• SHORT PROBLEM: The records below must be retyped exactly.

• INFORMATION GIVEN:
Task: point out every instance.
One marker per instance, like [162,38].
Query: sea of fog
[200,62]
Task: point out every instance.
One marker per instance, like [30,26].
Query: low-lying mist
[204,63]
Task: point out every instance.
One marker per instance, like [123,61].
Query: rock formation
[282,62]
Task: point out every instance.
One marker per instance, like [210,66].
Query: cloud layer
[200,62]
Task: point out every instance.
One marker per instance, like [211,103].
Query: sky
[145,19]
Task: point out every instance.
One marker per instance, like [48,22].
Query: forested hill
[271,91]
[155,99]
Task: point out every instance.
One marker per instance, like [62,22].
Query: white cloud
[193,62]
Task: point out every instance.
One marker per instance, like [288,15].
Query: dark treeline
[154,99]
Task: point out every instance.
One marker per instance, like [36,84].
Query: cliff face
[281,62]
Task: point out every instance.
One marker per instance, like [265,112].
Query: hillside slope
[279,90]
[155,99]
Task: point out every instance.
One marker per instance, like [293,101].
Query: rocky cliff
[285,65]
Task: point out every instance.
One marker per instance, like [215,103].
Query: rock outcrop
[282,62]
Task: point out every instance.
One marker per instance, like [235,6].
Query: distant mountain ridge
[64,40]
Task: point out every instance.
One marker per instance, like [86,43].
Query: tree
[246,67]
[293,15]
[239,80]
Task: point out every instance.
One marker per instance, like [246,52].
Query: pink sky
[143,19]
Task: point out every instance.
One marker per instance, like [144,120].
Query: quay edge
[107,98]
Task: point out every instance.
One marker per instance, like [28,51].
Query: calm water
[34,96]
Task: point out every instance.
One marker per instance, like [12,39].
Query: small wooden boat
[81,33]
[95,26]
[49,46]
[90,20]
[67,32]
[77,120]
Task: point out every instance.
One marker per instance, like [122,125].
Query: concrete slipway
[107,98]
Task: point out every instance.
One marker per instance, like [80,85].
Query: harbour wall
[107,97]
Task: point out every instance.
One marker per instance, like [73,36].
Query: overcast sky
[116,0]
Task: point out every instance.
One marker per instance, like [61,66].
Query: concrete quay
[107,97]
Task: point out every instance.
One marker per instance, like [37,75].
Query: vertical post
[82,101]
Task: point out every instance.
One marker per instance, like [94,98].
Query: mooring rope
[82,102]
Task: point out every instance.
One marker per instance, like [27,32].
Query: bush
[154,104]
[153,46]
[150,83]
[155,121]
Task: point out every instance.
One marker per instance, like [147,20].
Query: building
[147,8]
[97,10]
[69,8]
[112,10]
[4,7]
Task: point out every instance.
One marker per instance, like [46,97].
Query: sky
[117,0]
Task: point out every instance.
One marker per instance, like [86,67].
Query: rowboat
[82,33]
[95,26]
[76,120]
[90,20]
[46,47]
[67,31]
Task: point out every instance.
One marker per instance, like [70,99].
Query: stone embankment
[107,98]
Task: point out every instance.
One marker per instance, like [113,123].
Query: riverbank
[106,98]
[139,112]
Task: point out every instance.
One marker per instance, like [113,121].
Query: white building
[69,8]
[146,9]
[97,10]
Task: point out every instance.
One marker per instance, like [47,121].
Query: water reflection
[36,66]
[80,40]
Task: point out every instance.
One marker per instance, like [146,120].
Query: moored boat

• ANSWER:
Task: point out every instance.
One marker per instance, like [162,38].
Query: sea of fog
[200,62]
Task: point out every instance.
One marker per instance, like [30,26].
Query: low-lying mist
[204,63]
Task: point out every instance.
One marker per instance, like [123,61].
Query: rock formation
[282,62]
Task: point out every instance.
One marker per instance, like [210,66].
Query: cloud layer
[200,62]
Task: point out every instance.
One marker per instance, like [211,103].
Query: sky
[145,19]
Task: point out every instance.
One marker per instance, like [48,22].
Query: forested hill
[271,91]
[155,99]
Task: point out every instance.
One marker per instance, like [62,22].
Query: white cloud
[193,62]
Task: point out every instance.
One marker per instance, like [288,15].
Query: dark treeline
[154,99]
Task: point out every instance.
One marker per instance, like [36,84].
Query: cliff face
[281,62]
Task: point out every instance.
One marker per instance, like [265,112].
Query: hillside slope
[279,90]
[155,99]
Task: point out every instance.
One marker per instance, like [293,101].
Query: rocky cliff
[285,65]
Task: point out every instance.
One marker per instance, like [215,103].
Query: rock outcrop
[282,62]
Task: point out every instance.
One marker per instance, like [235,6].
Query: distant mountain ridge
[64,40]
Task: point out every instance.
One marker per instance, like [86,43].
Query: tree
[246,67]
[293,15]
[239,80]
Task: point out every instance.
One marker per instance, like [246,52].
Query: pink sky
[143,19]
Task: point out every instance.
One marker per instance, like [144,120].
Query: quay edge
[107,98]
Task: point out every instance.
One marker per instance, like [28,51].
Query: calm water
[34,96]
Task: point out every instance.
One marker per instance, like [12,39].
Query: small wooden boat
[81,33]
[95,26]
[49,46]
[90,20]
[67,32]
[77,120]
Task: point out every instance.
One marker per instance, like [122,125].
Query: concrete slipway
[107,98]
Task: point out every instance.
One marker per instance, like [80,85].
Query: harbour wall
[107,97]
Task: point out every instance.
One marker per instance, like [73,36].
Query: overcast sky
[116,0]
Task: point out every instance.
One marker per instance, like [61,66].
Query: concrete quay
[107,97]
Task: point out every instance.
One marker per instance, like [37,75].
Query: vertical post
[82,101]
Task: point out every instance.
One marker per instance, like [94,98].
Query: mooring rope
[82,102]
Task: point out every instance.
One marker per instance, like [27,32].
Query: bush
[154,104]
[153,46]
[150,83]
[155,121]
Task: point out every instance.
One marker per instance, like [147,20].
Query: building
[147,8]
[97,10]
[69,8]
[112,10]
[4,7]
Task: point out every instance.
One marker per instance, like [46,97].
Query: sky
[117,0]
Task: point out every instance.
One marker per instance, like [86,67].
Query: rowboat
[82,33]
[95,26]
[76,120]
[90,20]
[46,47]
[67,31]
Task: point out every instance.
One marker per instance, like [70,99].
Query: stone embankment
[107,98]
Task: point out every instance.
One marker per instance, like [113,123].
Query: riverbank
[106,98]
[139,112]
Task: point out every instance.
One marker per instance, like [113,121].
Query: white building
[69,8]
[146,9]
[97,10]
Task: point out every instance.
One marker per instance, like [47,121].
Query: water reflection
[36,66]
[80,40]
Task: point out every instance.
One marker per instance, like [146,120].
Query: moored boat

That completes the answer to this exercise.